In a perfect world... spammers would get caught, go to jail, and share a cell with many men who have enlarged their penises, taken Viagra and are looking for a new relationship.
Which one did you download? Last time I installed debian it was with the new Debian-installer Beta4 (haven't had to try the Test Candidate 1 yet, since I have a nice working system now).
Leech
Wah! Wah!
In a perfect world... spammers would get caught, go to jail, and share a cell with many men who have enlarged their penises, taken Viagra and are looking for a new relationship.
Suse 9.1. So badly borked it doesn't take keyboard commands and KDE isn't properly loaded. Theres conflicts with the floppy and Audigy 2. Strange 9 worked like a dream.
Chief Lemon Buyer no more Linux sucks but not as much
Weather nut and sad git.
SuSe has always been kind of flakey for me... Not sure why... Actually I think the system I had installed it on before (this was with 7.2 and 7.3) it had a bad SCSI cable... but that's just a guess... it'd work fine for a while, then it'd give Disk I/O errors...

### TASK GOAL
Repeat the part of the Linux forum thread from "Which one did" to "and sad git." word for word.

### DATASET SECTION
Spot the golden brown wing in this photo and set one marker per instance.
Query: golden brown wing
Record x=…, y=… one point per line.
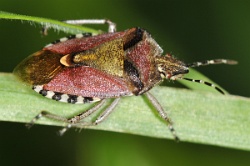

### CORRECT ANSWER
Which one did you download? Last time I installed debian it was with the new Debian-installer Beta4 (haven't had to try the Test Candidate 1 yet, since I have a nice working system now).
Leech
Wah! Wah!
In a perfect world... spammers would get caught, go to jail, and share a cell with many men who have enlarged their penises, taken Viagra and are looking for a new relationship.
Suse 9.1. So badly borked it doesn't take keyboard commands and KDE isn't properly loaded. Theres conflicts with the floppy and Audigy 2. Strange 9 worked like a dream.
Chief Lemon Buyer no more Linux sucks but not as much
Weather nut and sad git.